▸ **ASSIGNMENT**: Transcribe word for word the lines spanning the line with "Exercise. Point out the dark wood" through the end of the records.

######

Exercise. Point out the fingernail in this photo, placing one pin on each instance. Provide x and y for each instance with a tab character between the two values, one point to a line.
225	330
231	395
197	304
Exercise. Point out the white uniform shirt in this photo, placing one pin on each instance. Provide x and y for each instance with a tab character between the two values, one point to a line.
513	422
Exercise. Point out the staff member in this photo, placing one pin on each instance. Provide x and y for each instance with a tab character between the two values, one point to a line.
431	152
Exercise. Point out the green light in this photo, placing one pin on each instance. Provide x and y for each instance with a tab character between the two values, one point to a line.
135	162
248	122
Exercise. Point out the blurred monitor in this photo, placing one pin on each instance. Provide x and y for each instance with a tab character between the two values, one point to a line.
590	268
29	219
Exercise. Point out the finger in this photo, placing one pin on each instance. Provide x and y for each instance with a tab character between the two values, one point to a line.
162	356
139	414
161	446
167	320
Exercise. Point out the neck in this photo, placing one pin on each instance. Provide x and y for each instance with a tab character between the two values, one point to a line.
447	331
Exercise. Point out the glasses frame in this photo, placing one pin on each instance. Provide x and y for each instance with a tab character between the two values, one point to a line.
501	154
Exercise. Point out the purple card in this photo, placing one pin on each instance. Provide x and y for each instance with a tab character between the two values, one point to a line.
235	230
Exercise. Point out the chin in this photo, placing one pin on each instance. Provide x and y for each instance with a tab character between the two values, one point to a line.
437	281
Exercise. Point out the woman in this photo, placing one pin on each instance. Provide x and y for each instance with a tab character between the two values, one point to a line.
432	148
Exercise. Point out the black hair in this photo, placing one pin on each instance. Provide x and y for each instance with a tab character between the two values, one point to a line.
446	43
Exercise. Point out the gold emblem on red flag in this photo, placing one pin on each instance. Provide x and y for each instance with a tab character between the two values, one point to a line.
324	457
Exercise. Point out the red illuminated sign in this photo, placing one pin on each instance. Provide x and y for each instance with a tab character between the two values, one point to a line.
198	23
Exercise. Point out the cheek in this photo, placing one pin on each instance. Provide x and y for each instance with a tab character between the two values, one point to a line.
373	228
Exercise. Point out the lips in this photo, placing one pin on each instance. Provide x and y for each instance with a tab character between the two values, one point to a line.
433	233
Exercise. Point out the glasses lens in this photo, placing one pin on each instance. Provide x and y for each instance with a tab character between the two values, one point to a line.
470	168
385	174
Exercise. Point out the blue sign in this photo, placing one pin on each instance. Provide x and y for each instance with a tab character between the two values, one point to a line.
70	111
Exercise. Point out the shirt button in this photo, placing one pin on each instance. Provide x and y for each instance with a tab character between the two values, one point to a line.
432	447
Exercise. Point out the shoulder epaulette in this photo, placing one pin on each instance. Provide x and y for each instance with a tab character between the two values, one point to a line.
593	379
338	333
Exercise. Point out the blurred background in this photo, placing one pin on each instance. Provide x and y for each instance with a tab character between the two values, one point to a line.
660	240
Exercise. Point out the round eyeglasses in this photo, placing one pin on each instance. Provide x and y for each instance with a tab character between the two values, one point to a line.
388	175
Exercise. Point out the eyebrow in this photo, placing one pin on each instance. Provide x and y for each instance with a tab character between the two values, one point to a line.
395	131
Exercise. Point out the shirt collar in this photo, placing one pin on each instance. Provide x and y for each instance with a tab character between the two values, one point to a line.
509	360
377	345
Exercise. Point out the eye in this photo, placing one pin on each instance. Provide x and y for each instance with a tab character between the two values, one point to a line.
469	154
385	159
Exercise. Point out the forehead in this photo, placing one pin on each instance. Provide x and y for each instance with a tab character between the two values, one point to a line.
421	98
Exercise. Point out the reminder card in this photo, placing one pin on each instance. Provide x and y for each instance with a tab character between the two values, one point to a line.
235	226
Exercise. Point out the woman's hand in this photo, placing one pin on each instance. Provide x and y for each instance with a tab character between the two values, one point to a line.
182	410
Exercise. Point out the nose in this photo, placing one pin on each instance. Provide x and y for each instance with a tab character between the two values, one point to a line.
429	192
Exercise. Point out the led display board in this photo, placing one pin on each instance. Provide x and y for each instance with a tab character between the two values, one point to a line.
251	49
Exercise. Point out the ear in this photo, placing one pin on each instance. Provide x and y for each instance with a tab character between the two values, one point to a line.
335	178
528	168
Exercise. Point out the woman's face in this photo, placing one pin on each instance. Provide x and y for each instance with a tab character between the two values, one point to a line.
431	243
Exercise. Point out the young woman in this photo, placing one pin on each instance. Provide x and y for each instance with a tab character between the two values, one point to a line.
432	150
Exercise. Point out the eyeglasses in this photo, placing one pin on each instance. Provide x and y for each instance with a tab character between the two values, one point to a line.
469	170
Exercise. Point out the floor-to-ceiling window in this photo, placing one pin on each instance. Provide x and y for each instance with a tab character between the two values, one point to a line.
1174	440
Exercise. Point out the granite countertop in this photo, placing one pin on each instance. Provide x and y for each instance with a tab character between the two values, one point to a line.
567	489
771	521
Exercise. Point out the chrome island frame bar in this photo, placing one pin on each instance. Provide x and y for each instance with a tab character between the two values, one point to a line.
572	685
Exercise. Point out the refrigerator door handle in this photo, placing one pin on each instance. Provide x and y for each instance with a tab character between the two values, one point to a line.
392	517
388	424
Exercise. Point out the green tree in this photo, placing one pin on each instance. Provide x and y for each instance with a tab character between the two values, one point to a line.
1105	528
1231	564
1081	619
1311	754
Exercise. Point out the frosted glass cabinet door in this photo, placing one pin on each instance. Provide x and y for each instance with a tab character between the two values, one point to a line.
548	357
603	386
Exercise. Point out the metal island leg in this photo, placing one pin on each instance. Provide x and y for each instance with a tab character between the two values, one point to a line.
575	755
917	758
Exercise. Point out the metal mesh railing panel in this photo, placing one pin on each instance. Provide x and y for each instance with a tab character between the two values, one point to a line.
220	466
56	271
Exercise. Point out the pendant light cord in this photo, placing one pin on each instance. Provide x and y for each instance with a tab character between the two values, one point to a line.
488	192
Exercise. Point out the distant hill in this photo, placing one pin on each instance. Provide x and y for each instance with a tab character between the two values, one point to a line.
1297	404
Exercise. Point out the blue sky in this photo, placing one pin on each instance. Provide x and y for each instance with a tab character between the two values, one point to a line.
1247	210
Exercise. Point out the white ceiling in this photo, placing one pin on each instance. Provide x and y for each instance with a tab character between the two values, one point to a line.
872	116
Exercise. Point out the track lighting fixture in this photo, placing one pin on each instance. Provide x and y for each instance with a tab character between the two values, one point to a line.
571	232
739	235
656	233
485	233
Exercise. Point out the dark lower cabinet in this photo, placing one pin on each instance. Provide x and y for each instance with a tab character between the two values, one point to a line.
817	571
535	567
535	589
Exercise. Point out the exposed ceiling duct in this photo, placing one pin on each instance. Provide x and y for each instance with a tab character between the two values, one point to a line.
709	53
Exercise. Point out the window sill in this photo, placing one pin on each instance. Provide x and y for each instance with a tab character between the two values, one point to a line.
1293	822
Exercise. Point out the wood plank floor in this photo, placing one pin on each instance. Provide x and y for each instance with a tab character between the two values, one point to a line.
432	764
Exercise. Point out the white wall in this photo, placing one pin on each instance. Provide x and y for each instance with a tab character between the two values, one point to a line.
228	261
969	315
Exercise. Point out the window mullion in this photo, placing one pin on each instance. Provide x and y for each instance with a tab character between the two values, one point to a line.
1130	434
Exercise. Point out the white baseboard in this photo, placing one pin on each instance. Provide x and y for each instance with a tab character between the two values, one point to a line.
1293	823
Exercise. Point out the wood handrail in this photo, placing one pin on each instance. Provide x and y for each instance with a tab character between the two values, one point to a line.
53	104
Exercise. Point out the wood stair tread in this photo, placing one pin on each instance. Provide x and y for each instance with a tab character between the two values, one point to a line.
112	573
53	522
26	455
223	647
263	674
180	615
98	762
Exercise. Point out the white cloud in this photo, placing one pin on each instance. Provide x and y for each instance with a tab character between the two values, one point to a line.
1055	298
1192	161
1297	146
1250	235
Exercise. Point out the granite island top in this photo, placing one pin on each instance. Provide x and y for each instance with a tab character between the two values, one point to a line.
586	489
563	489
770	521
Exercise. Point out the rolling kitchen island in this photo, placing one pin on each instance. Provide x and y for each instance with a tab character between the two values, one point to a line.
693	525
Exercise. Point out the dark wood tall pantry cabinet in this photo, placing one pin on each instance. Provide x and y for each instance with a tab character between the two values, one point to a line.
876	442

######

▸ **SOLUTION TO THIS TASK**:
Exercise. Point out the dark wood tall pantry cabinet in this photo, placing one pin on each instance. Provide x and y for each instance with a tab character between the two values, one point to a line.
876	442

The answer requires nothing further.